— INSTRUCTIONS FOR THE TASK —
Copy the newspaper circulation list from "1. The Wall" to "going and going.", changing "Washington Post" to "Boston Globe".

— PAGE TEXT —
(begin)

USA Today recorded a decrease of 13.58% as it fell below the two million mark to 1,826,622. The San Jose Mercury News exploded into the top 10 list by incorporating the Oakland Tribune and Contra Costa Times as edition of the Mercury News.
1. The Wall Street Journal 2,092,523 +0.5%
2. USA Today 1,826,622 -13.58%
3. New York Times 951,063 -8.47%
4. Los Angeles Times 616,606 -14.74%
5. Washington Post 578,482 -13.06%
6. New York Daily News 535,059 -11.25%
7. New York Post 525,004 -5.94%
8. San Jose Mercury News* 516,701 N/A
(1/1/10 To 3/31/2010)
9. Chicago Tribune 452,145 -9.79%
10. Houston Chronicle 366,578 -13.77%
11. Philadelphia Inquirer** 356,189 N/A
Amazing how this keeps going and going.













I think not. Some little bit, but not nearly enough. The 20th Cent saw news supported by consumer advertising. The model has already greatly changed and will continue along the curve established.

(end)

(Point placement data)
(begin)

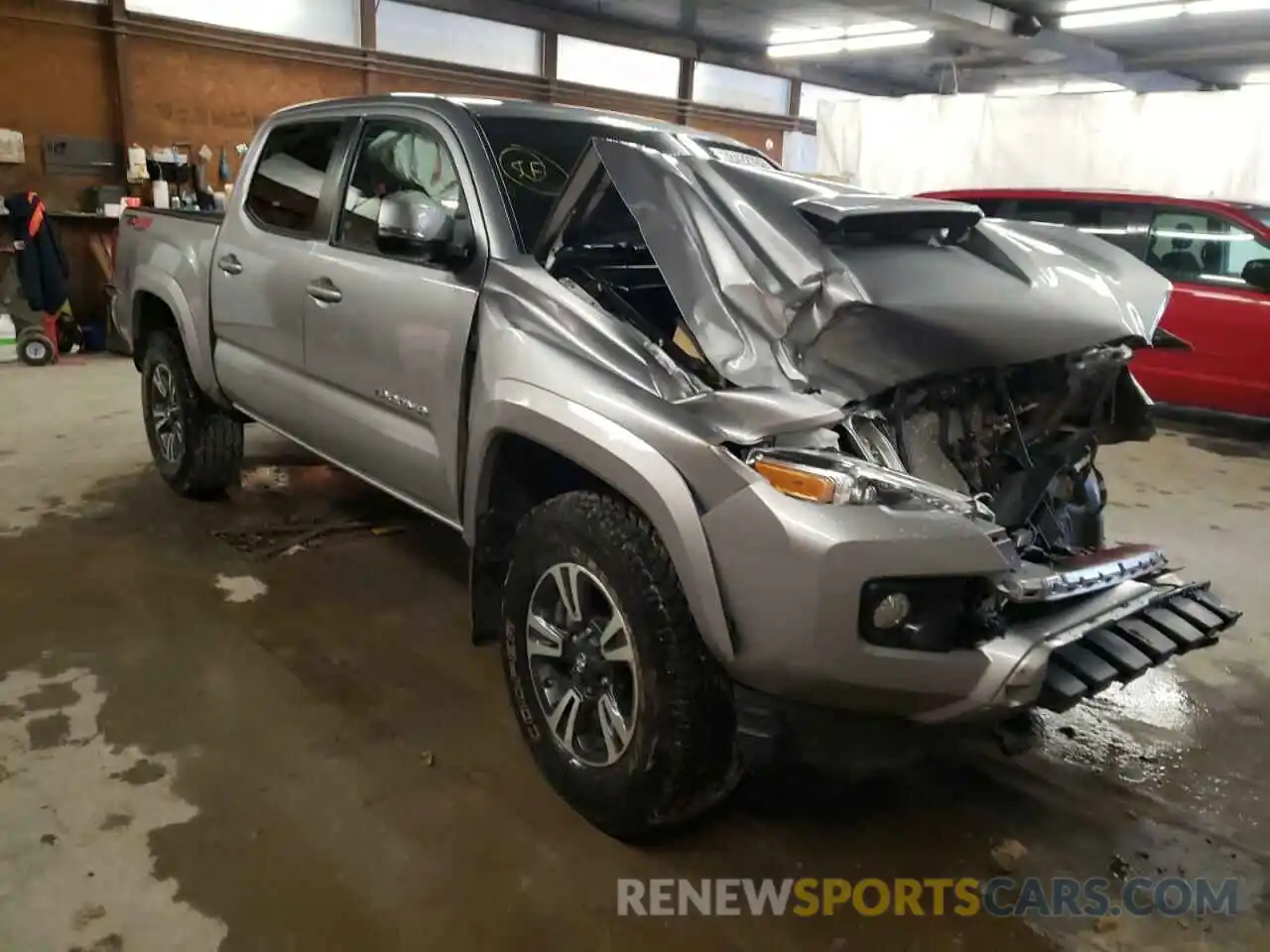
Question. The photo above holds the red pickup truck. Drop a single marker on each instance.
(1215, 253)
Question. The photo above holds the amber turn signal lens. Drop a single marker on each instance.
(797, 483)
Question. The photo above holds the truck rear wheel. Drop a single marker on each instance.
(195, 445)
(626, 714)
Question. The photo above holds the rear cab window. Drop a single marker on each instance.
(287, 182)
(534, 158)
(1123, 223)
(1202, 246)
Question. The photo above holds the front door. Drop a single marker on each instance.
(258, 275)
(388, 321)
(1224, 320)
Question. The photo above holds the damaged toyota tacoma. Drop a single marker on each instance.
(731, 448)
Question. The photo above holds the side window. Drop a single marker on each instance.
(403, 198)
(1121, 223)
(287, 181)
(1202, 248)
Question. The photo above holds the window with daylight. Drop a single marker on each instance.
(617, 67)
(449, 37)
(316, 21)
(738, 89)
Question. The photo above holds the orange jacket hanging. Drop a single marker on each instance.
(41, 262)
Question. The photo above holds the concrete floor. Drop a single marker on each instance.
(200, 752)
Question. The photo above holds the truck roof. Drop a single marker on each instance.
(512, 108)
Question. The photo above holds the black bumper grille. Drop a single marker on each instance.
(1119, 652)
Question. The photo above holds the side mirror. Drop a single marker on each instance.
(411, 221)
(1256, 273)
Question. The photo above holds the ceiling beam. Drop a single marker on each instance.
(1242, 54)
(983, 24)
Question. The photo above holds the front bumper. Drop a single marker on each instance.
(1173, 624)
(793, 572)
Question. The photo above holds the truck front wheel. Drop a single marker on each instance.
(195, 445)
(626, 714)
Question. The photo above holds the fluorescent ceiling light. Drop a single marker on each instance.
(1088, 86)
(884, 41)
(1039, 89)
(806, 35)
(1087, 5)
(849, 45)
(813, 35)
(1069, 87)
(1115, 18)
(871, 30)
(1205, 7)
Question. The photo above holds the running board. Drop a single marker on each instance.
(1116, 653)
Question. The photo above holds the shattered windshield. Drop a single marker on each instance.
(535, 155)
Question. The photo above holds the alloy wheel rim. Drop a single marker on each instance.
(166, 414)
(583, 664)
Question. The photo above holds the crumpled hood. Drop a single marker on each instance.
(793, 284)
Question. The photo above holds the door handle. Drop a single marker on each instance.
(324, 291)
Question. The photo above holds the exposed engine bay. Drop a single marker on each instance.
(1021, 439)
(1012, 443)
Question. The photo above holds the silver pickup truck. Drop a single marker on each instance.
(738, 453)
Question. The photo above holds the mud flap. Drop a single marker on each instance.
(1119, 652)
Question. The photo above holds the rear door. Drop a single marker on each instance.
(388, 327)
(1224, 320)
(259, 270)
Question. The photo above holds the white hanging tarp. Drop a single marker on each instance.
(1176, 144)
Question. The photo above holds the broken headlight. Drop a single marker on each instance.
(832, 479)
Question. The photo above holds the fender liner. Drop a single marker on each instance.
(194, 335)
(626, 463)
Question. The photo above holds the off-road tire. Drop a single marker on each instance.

(end)
(begin)

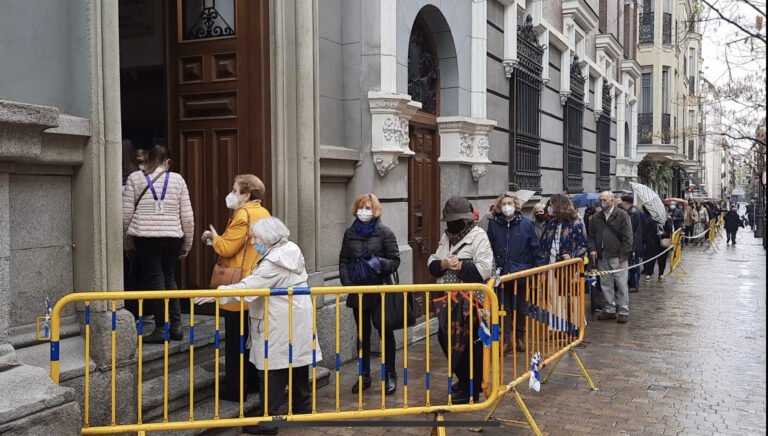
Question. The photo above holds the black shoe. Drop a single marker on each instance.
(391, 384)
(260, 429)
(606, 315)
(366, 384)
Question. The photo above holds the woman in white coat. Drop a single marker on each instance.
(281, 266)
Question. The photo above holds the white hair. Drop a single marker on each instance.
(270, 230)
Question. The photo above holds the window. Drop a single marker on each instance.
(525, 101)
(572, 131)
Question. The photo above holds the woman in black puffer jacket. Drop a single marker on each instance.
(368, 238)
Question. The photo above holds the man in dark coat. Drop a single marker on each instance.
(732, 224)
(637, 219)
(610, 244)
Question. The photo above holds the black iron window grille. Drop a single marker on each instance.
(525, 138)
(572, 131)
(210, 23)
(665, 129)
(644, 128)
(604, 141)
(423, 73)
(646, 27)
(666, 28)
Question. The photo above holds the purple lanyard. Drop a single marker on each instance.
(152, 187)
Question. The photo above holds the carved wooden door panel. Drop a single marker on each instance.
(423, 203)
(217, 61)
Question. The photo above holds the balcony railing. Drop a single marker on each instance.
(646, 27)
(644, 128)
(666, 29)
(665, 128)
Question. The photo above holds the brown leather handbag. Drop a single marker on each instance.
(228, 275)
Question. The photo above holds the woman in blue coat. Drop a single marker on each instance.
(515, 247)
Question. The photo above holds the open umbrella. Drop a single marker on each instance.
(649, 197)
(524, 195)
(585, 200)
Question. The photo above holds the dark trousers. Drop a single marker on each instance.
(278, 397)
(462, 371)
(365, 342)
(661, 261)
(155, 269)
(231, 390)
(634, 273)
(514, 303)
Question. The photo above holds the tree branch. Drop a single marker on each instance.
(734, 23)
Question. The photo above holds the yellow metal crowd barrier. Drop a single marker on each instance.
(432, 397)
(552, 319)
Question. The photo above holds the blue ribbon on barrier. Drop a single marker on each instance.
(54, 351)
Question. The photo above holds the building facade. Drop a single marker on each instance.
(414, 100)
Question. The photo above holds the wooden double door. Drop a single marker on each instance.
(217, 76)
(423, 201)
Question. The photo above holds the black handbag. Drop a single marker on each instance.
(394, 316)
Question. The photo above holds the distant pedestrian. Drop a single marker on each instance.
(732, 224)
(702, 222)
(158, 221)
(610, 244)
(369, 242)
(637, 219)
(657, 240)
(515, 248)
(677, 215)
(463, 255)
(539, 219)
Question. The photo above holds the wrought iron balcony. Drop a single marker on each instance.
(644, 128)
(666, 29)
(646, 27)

(end)

— CORRECT RESPONSE —
1. The Wall Street Journal 2,092,523 +0.5%
2. USA Today 1,826,622 -13.58%
3. New York Times 951,063 -8.47%
4. Los Angeles Times 616,606 -14.74%
5. Boston Globe 578,482 -13.06%
6. New York Daily News 535,059 -11.25%
7. New York Post 525,004 -5.94%
8. San Jose Mercury News* 516,701 N/A
(1/1/10 To 3/31/2010)
9. Chicago Tribune 452,145 -9.79%
10. Houston Chronicle 366,578 -13.77%
11. Philadelphia Inquirer** 356,189 N/A
Amazing how this keeps going and going.